## Source passage
########

ABBEY v. BETHANY, C4-96-727 (Minn.App. 12-4-1996)


Kathleen Abbey, Relator, v. Samaritan Bethany, Inc., Respondent, Commissioner of Economic Security, Respondent.

No. C4-96-727.Minnesota Court of Appeals.
Filed December 4, 1996.

[EDITOR’S NOTE: This case is unpublished as indicated by the issuing court.]

This opinion will be unpublished and may not be cited except as provided by Minn. Stat. § 480A.08, subd. 3 (1994).

Appeal from the Department of Economic Security, File No. 10603UC95.

William L. French, (for Relator)

Gregory J. Griffiths, (for Respondent Samaritan Bethany, Inc.)

Kent E. Todd, (for Respondent Commissioner)

Considered and decided by Willis, Presiding Judge, Lansing, Judge, and Kalitowski, Judge.

UNPUBLISHED OPINION
WILLIS, Judge

Kathleen Abbey appeals the decision of the representative of respondent Commissioner of Economic Security on the ground that the representative erroneously determined that respondent-employer discharged her for misconduct. We reverse.

FACTS
Kathleen Abbey began working for Samaritan Bethany, Inc. (Samaritan), as a housekeeper in December 1980. For the purpose of scheduling vacations, Samaritan requires employees to complete a vacation request form, to obtain their supervisor’s written approval on the form, and to retain the portion of the form signed by the supervisor. In October 1995, Abbey submitted a written vacation request to her supervisor, Kris Rogers. Abbey claims that although Rogers did not give written approval, she orally approved Abbey’s request for vacation to begin on November 20, 1995. Samaritan claims Abbey’s vacation was scheduled to begin on November 27, 1995, and produced a vacation request form showing that date. At the hearing, Abbey testified that she did not write the “7” on the form and that it appeared that the date had been changed.

########

## Do this
Check each of the following statements against the court opinion above, answering yes or no and quoting the exact words of the opinion that settle it. 1. Abbey started at Samaritan as a housekeeper in December 1980. 2. The vacation request form Samaritan produced showed a start date of November 20, 1995. 3. The court reverses the decision under appeal.

## Data supplied
########

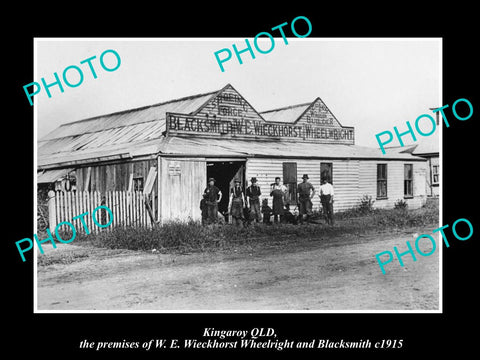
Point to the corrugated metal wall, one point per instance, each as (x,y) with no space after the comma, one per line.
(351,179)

########

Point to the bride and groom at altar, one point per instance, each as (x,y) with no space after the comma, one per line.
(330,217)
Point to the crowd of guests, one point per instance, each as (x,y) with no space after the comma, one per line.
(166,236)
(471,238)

########

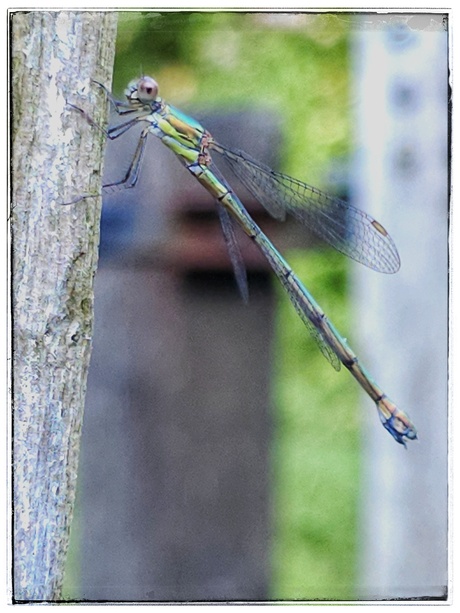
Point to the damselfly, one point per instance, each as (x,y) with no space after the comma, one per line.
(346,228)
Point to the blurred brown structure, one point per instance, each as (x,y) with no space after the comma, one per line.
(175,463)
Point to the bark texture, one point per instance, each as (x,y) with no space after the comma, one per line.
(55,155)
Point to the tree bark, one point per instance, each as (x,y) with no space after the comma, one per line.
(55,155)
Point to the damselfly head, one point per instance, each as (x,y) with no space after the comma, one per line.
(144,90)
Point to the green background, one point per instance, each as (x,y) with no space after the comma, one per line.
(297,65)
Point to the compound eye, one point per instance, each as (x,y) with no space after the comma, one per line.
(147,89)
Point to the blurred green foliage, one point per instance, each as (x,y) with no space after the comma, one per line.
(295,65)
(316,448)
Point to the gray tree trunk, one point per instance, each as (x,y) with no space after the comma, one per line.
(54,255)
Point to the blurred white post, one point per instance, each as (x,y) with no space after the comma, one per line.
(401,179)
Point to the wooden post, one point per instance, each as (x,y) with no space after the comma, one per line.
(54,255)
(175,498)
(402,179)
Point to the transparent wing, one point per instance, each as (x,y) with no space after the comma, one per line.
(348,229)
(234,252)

########

## Response
1. Yes: "Kathleen Abbey began working for Samaritan Bethany, Inc. (Samaritan), as a housekeeper in December 1980."
2. No: "Samaritan claims Abbey’s vacation was scheduled to begin on November 27, 1995, and produced a vacation request form showing that date."
3. Yes: "We reverse."